Segment Open

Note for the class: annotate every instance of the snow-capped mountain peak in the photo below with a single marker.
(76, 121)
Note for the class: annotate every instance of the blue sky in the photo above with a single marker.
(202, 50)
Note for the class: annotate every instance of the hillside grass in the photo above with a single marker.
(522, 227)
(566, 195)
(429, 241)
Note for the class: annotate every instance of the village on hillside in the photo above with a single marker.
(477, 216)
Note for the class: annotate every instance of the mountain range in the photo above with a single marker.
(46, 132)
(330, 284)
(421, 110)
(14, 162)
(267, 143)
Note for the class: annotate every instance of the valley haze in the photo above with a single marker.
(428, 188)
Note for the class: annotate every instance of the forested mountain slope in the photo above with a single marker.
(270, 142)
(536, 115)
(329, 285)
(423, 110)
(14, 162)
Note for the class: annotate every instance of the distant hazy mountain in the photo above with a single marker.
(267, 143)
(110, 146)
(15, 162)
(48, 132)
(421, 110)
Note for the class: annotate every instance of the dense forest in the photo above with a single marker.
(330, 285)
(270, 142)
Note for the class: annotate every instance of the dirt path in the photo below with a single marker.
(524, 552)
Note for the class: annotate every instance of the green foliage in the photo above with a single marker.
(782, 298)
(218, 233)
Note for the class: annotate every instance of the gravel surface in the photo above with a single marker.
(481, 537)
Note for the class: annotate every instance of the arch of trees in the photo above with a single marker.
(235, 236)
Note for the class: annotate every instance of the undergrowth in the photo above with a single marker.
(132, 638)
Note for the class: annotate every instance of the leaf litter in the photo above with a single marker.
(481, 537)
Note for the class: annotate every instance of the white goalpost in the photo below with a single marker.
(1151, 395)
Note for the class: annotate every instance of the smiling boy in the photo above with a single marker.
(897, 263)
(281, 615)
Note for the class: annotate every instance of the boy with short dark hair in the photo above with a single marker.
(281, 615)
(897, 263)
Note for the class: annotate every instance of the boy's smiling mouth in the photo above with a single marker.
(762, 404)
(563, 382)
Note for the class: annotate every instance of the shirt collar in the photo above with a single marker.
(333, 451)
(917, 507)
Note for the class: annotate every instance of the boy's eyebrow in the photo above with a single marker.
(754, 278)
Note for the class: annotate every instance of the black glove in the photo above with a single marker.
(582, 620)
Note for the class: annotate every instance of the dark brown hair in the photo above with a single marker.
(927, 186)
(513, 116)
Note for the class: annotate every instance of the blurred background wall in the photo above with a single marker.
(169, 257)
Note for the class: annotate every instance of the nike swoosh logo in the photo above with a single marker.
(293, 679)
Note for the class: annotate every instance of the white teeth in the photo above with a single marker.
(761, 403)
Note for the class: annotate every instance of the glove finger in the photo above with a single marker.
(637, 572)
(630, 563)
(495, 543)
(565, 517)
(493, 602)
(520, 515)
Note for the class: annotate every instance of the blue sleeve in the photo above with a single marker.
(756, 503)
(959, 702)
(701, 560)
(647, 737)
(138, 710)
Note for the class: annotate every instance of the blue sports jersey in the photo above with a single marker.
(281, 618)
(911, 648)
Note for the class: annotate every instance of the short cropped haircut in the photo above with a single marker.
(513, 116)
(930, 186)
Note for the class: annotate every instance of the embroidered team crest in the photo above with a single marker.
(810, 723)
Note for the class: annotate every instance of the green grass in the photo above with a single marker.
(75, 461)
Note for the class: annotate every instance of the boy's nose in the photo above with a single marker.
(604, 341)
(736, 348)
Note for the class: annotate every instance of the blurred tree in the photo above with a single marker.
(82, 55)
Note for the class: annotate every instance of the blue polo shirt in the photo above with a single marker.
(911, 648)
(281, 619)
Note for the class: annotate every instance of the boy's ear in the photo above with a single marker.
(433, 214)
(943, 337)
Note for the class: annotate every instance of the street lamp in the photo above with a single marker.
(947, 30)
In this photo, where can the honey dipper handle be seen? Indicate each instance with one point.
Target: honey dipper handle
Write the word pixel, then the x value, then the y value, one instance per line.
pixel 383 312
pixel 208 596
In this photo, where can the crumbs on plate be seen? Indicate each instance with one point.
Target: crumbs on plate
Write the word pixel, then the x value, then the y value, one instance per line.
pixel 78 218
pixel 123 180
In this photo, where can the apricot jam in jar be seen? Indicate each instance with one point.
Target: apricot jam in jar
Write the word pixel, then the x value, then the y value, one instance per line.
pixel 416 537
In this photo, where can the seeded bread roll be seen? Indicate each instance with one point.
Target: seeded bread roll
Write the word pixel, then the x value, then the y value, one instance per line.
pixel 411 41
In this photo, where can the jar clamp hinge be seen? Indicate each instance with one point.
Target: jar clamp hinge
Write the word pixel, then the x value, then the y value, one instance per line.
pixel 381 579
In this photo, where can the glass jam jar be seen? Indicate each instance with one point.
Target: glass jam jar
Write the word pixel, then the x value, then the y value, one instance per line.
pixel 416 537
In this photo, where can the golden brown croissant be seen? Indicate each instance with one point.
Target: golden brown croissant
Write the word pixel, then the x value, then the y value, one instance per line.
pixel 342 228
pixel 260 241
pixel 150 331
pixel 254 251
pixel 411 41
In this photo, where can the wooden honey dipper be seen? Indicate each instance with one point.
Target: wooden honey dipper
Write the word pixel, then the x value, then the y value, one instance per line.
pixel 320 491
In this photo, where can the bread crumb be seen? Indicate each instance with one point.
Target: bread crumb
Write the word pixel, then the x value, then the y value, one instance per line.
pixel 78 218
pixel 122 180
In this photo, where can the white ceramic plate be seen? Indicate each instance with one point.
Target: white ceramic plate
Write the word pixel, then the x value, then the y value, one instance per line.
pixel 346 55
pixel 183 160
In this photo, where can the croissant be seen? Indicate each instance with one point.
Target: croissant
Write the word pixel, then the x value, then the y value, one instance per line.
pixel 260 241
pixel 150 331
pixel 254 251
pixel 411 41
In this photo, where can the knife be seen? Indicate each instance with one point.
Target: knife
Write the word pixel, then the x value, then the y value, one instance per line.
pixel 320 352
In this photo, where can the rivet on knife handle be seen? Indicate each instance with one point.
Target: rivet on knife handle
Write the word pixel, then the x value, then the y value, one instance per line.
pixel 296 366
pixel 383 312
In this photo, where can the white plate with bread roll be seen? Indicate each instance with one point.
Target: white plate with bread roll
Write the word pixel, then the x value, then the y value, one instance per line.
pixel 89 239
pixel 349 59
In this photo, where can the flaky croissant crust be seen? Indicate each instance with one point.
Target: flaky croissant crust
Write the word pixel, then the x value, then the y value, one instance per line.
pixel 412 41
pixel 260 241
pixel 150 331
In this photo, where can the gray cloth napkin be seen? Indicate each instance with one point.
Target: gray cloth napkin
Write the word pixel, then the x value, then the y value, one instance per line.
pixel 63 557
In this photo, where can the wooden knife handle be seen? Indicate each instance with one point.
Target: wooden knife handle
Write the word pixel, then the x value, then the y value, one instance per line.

Segment Closed

§ Task brief:
Repeat the material above in full so that each line matches the original exactly.

§ Exercise answer:
Note for the class: annotate every instance of the snow-capped mountain peak in the photo below with a single marker.
(76, 121)
Note for the class: annotate every instance of the blue sky in the photo above with a single marker.
(202, 50)
Note for the class: annotate every instance of the hillside grass in the photo above with a single marker.
(522, 227)
(566, 195)
(429, 241)
Note for the class: annotate every instance of the village on hillside in the photo above with a single marker.
(477, 216)
Note for the class: annotate every instance of the mountain range in the photo above with a single marker.
(46, 132)
(330, 284)
(421, 110)
(14, 162)
(267, 143)
Note for the class: annotate every instance of the valley haze in the photo above with a single marker.
(428, 188)
Note for the class: annotate every instance of the forested mountain slope in the photo above with a single marker.
(270, 142)
(536, 115)
(329, 285)
(423, 110)
(14, 162)
Note for the class: annotate every instance of the distant hazy mountain in the photo above with a single marker.
(267, 143)
(110, 146)
(15, 162)
(48, 132)
(421, 110)
Note for the class: annotate every instance of the dense forest in the photo above with a single marker.
(330, 285)
(270, 142)
Note for the class: annotate every instance of the dirt path in the photo below with a single marker.
(524, 552)
Note for the class: annotate every instance of the green foliage in the photo above with a single marker.
(782, 298)
(218, 233)
Note for the class: annotate every instance of the gravel surface in the photo above with a single marker.
(481, 537)
Note for the class: annotate every instance of the arch of trees in the photo above with a single marker.
(235, 236)
Note for the class: annotate every instance of the undergrowth in the photo above with a single marker.
(132, 638)
Note for the class: annotate every instance of the leaf litter in the photo above with a single marker.
(481, 537)
Note for the class: annotate every instance of the white goalpost in the photo below with a single marker.
(1151, 395)
Note for the class: annotate every instance of the smiling boy in the photo above with a single marker.
(897, 263)
(281, 615)
Note for the class: annotate every instance of the boy with short dark hair in the photo above with a single marker.
(281, 615)
(897, 263)
Note for the class: annotate every instance of the boy's smiling mouth in the photo above with a single marker.
(762, 404)
(563, 382)
Note for the class: annotate every instance of the shirt collar in the photo above with a single marker.
(333, 451)
(917, 507)
Note for the class: annotate every instance of the boy's eyebrow in the photo above with a single marker.
(754, 278)
Note for the class: annotate every instance of the black glove in the photo above with a single marker.
(582, 620)
Note for the class: annotate every instance of the dark brown hair in the photo above with a single marker.
(927, 186)
(513, 116)
Note for the class: annotate every instance of the blurred background wall in the photo above with a single marker.
(169, 257)
Note for the class: annotate every instance of the nike swoosh logo in the photo above with a single marker.
(293, 679)
Note for the class: annotate every instance of the white teeth in the photo above with a single marker.
(761, 403)
Note for the class: annotate every instance of the glove finger in the photo above with a single marker.
(637, 572)
(630, 563)
(495, 543)
(565, 517)
(493, 602)
(520, 515)
Note for the class: annotate every instance of the blue sleeve in the photo above with a single marker.
(756, 503)
(959, 702)
(701, 560)
(647, 737)
(138, 710)
Note for the class: annotate every instance of the blue sports jersey in the photo above with a single marker.
(281, 618)
(911, 648)
Note for the class: annotate every instance of the short cropped haircut in the photo above with a single marker.
(513, 116)
(930, 186)
Note for the class: annotate every instance of the embroidered team crest in the photo above with a single marker.
(810, 723)
Note for the class: annotate every instance of the green grass in the photo above with a single marker.
(75, 461)
Note for the class: annotate every instance of the boy's nose in the photo above with a single marker.
(604, 341)
(736, 348)
Note for the class: annotate every instance of the blurred tree in the photo above with a single marker.
(82, 55)
Note for the class: annotate every instance of the blue polo shirt in the photo above with a single marker.
(911, 648)
(281, 619)
Note for the class: annotate every instance of the boy's ear in the photo above with a single marker.
(433, 214)
(943, 337)
Note for the class: annotate every instance of the street lamp in the photo above with a single marker.
(947, 30)
In this photo, where can the honey dipper handle be seen? Indicate each instance with one point.
Target: honey dipper handle
Write the word pixel, then the x value, then the y value, one instance per line.
pixel 383 312
pixel 208 596
In this photo, where can the crumbs on plate be seen? Indicate each instance with one point.
Target: crumbs on plate
Write the word pixel, then the x value, then the y value, one instance per line.
pixel 78 218
pixel 123 180
In this photo, where can the apricot jam in jar be seen? Indicate each instance with one point.
Target: apricot jam in jar
Write the word pixel, then the x value, then the y value, one instance per line.
pixel 416 537
In this photo, where can the seeded bread roll be seen? Indicate each instance with one point.
Target: seeded bread roll
Write the word pixel, then the x value, then the y value, one instance per line.
pixel 411 41
In this photo, where can the jar clamp hinge be seen? Indicate each instance with one point.
Target: jar clamp hinge
Write the word pixel, then the x value, then the y value, one instance per line.
pixel 381 579
In this photo, where can the glass jam jar be seen? Indicate each instance with one point.
Target: glass jam jar
Write the word pixel, then the x value, then the y value, one instance per line.
pixel 416 537
In this photo, where can the golden brown croissant be seen? Indicate each instance with one point.
Target: golden brown croissant
Write the word pixel, then the x value, then the y value, one instance per line.
pixel 342 228
pixel 260 241
pixel 150 331
pixel 254 251
pixel 411 41
In this photo, where can the wooden honey dipper be seen? Indicate each instance with one point.
Target: wooden honey dipper
Write the word pixel, then the x value, then the y value, one instance per line.
pixel 320 491
In this photo, where can the bread crumb be seen? Indicate each instance with one point.
Target: bread crumb
Write the word pixel, then the x value, then the y value, one instance per line.
pixel 78 218
pixel 122 180
In this photo, where can the white ceramic plate be seen? Indicate each instance with one point.
Target: white ceramic plate
Write the word pixel, then the x value, then the y value, one instance per line.
pixel 346 55
pixel 183 160
In this photo, where can the croissant be seen? Indicate each instance with one point.
Target: croissant
Write the word pixel, then the x value, then the y value, one instance per line.
pixel 260 241
pixel 150 331
pixel 254 251
pixel 411 41
In this photo, where can the knife be seen? Indicate each instance with one point.
Target: knife
Write the word pixel, then the x value, then the y value, one instance per line.
pixel 320 352
In this photo, where can the rivet on knife handle be seen? Indicate each instance with one point.
Target: rivet on knife handle
Write the word pixel, then the x value, then the y value, one instance per line.
pixel 296 366
pixel 383 312
In this photo, where can the white plate with bread roll be seen? Indicate each instance with one point.
Target: white plate with bread roll
Write the word pixel, then the x value, then the y value, one instance per line.
pixel 89 239
pixel 349 59
In this photo, where can the flaky croissant crust be seen? Indicate each instance with one point.
Target: flaky croissant crust
Write the word pixel, then the x value, then the y value, one instance per line.
pixel 412 41
pixel 260 241
pixel 150 331
In this photo, where can the gray cloth napkin be seen? Indicate each instance with one point.
Target: gray cloth napkin
Write the word pixel, then the x value, then the y value, one instance per line.
pixel 63 557
In this photo, where can the wooden knife handle be seen? Indicate each instance with one point.
Target: wooden knife handle
Write the word pixel, then the x value, then the y value, one instance per line.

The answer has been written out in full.